> SELECTED EXTRACT
I guess what I’m saying that I’m learning is that there is busyness of the body and of the schedule, and busyness of the spirit. It seems that God is peeling back the layers of my anxiety, helping me to quiet my schedule a bit, but also showing me what’s beneath, that my calendar can have plenty of white space, but my mind can be striving and anxious and mistrustful that He’s taking care of things.

I came home from the beach deciding to be a recovering control-freak and worry-wart.

I can’t change this way of life in a week or even in a year. But I can take notice and decide, by faith, to change direction.

I can try a little bit every day to stop what I’m doing and to look my family in the eye when they speak to me, to show them by my facial expression and body language that there’s nothing more important to me in this minute than what they have to say.

I can thank God for this moment, right here and right now, sitting with my laptop and a cup of steaming tea, instead of wondering if there are likes on my Instagram or texts on my phone, whether we spent enough time on CC memory work today, and fret about how my anxiety will be during that zoo play date in two hours.

I can choose to stop before I say that negative thing and instead say something positive, something thankful.

I can ask God to help me be very, very patient with my children when they’re restless and discontent and complaining because only He knows the scars my own heart bears from those very sins.

I can believe with all my might in forgiveness, in second chances.

I can choose to live a life of childlike absorption, which is to say, a life of wonder.

It promises to be a bumpy journey, my friends, but I believe that herein lies the path to joy.

> WHAT YOU ARE ASKED TO DO
Reproduce word for word the passage of the reflection on busyness and anxiety between "I can choose to stop" and "life of wonder.", inclusive.

[Saved entries]
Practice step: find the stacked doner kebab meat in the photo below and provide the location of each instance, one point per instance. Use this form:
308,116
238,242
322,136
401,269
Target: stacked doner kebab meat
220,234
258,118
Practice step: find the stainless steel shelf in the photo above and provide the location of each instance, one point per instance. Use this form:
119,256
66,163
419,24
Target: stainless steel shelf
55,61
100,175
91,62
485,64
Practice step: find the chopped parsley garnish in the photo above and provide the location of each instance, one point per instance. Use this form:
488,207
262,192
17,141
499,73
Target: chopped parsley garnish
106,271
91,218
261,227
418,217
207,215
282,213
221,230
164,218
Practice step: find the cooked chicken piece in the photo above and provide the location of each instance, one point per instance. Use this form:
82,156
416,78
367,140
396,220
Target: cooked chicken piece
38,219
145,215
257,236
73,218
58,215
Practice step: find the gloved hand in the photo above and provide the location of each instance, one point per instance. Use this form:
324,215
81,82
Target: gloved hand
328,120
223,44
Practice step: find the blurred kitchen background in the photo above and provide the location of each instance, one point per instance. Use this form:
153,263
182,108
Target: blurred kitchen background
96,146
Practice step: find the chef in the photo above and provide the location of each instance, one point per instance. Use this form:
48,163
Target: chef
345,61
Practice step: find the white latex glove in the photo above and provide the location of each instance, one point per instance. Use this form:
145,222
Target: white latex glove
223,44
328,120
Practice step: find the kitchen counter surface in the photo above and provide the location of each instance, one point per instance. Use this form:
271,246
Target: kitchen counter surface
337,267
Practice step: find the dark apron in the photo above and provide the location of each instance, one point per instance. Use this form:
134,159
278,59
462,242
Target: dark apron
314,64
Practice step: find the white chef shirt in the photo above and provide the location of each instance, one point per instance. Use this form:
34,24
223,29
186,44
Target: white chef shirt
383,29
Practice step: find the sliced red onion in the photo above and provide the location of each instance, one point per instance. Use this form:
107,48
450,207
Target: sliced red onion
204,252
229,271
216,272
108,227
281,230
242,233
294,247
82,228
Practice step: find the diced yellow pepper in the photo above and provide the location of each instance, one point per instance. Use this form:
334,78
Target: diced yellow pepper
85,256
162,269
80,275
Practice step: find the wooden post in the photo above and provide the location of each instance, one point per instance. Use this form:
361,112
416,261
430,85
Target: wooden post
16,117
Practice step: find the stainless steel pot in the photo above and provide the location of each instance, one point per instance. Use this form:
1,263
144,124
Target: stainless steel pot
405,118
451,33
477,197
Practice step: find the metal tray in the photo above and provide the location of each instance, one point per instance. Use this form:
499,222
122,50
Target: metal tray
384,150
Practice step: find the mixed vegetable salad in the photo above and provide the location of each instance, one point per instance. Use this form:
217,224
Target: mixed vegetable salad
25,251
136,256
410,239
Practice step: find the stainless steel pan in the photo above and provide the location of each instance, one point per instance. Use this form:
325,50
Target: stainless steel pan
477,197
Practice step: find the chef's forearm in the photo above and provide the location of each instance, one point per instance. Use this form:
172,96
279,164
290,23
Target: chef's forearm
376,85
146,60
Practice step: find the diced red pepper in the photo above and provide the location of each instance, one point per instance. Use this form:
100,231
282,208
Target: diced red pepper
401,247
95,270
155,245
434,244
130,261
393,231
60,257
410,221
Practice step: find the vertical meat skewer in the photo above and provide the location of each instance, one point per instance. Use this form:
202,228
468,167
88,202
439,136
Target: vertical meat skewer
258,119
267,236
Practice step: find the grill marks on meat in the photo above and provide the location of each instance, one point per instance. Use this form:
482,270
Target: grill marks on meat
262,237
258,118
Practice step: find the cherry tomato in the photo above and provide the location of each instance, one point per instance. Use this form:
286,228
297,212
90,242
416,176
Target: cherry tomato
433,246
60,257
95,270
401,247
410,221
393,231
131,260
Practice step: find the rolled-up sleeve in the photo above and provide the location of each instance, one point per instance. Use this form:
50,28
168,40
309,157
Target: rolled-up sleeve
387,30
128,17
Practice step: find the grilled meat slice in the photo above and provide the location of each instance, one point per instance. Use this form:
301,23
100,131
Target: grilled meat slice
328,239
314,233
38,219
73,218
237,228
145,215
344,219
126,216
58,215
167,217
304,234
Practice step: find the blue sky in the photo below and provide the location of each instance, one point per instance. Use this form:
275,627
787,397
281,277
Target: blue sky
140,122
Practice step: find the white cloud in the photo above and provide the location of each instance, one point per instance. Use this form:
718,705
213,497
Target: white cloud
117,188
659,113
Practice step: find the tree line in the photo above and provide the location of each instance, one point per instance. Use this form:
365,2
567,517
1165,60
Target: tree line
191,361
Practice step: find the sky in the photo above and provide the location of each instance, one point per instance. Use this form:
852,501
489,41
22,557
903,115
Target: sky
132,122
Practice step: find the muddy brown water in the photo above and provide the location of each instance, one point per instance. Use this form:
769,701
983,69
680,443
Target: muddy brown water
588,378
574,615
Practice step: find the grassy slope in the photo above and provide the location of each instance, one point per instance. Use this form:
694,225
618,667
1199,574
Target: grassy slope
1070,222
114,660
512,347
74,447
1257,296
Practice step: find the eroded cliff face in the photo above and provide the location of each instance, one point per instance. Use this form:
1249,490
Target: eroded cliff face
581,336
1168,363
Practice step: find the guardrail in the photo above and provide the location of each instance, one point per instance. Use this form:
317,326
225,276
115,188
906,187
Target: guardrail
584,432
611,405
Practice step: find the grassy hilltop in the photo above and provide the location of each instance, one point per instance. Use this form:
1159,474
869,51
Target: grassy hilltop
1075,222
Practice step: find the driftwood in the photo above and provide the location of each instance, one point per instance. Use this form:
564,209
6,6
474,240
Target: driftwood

> SOLUTION FOR THIS EXERCISE
I can choose to stop before I say that negative thing and instead say something positive, something thankful.

I can ask God to help me be very, very patient with my children when they’re restless and discontent and complaining because only He knows the scars my own heart bears from those very sins.

I can believe with all my might in forgiveness, in second chances.

I can choose to live a life of childlike absorption, which is to say, a life of wonder.